[Entries taken from a collection]
## begin

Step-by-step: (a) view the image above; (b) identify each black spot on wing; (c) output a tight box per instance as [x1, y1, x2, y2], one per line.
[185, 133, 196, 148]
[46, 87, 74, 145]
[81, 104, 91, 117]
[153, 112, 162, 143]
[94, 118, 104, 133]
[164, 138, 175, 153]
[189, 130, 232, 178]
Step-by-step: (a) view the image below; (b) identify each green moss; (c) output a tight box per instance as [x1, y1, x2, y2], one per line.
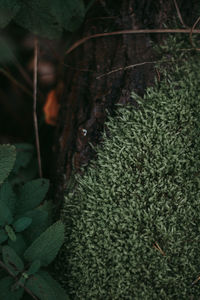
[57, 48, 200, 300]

## end
## begin

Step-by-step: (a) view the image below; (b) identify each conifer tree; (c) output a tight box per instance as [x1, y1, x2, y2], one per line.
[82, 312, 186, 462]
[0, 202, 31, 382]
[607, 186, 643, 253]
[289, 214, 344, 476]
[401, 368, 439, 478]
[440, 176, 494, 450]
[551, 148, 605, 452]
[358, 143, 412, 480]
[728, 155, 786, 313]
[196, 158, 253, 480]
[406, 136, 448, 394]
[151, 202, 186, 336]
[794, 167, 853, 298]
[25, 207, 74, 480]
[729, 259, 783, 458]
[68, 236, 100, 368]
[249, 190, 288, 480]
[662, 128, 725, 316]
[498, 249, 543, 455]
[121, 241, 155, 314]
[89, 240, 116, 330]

## end

Please write out every line of the records again, from the line with "Step-by-step: (a) view the image above;" to the line with "[57, 48, 200, 300]", shifting each bounding-box coordinate in the answers up by 128 and keeping all other wording unchanged. Leave the pictures out of your answer.

Step-by-step: (a) view the image above; (b) identify each black spot on wing; (c) output a tight box per instance as [x1, y1, x2, y2], one per line.
[313, 261, 324, 276]
[174, 215, 202, 273]
[209, 232, 219, 245]
[281, 240, 290, 271]
[222, 246, 232, 261]
[292, 266, 303, 281]
[317, 258, 360, 306]
Step-by-step: (a) view the image below; (b) identify each green moss; (c) output a tight box per instance as [x1, y1, x2, y2], one per line.
[185, 176, 328, 428]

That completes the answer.